━━━ SOURCE DATA ━━━
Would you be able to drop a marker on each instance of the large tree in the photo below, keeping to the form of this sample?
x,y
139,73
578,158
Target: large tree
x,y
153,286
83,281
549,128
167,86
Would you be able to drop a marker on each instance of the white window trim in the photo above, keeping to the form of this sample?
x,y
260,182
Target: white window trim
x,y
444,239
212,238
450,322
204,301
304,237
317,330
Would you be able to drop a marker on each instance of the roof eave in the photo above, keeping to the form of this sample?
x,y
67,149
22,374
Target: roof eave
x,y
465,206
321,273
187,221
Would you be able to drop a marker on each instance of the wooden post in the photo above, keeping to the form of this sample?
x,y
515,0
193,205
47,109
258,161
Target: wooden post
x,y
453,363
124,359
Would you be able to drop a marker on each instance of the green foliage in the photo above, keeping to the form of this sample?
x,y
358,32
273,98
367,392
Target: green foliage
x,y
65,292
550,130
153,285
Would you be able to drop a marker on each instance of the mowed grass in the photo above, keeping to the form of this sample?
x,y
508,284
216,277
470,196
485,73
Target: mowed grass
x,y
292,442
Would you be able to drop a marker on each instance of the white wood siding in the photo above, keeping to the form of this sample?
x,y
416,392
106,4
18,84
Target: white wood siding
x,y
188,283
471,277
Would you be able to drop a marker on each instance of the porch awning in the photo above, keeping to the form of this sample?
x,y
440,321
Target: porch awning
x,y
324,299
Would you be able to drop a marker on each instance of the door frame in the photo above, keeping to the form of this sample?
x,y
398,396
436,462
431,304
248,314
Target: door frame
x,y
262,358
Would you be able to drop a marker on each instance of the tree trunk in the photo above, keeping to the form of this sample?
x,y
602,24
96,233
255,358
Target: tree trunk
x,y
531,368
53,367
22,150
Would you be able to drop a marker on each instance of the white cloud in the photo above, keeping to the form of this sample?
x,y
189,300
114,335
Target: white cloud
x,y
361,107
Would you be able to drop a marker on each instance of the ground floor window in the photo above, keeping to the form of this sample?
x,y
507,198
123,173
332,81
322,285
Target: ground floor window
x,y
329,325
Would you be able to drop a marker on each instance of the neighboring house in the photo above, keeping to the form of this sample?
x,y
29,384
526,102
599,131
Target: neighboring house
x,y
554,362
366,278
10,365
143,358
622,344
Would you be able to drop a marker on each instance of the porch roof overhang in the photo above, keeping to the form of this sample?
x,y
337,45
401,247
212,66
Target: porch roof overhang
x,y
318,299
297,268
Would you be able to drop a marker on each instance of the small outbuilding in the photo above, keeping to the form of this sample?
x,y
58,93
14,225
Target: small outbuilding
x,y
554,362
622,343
━━━
# PROBLEM TO SOLVE:
The answer consists of the line holding "of the small" and every line after it up to the end of the records, word for word.

# TASK OUTPUT:
Would you be able to drop a marker on each instance of the small outbuilding in the photo above, keeping to the form of this sample?
x,y
58,93
14,225
Target: small outbuilding
x,y
554,362
622,343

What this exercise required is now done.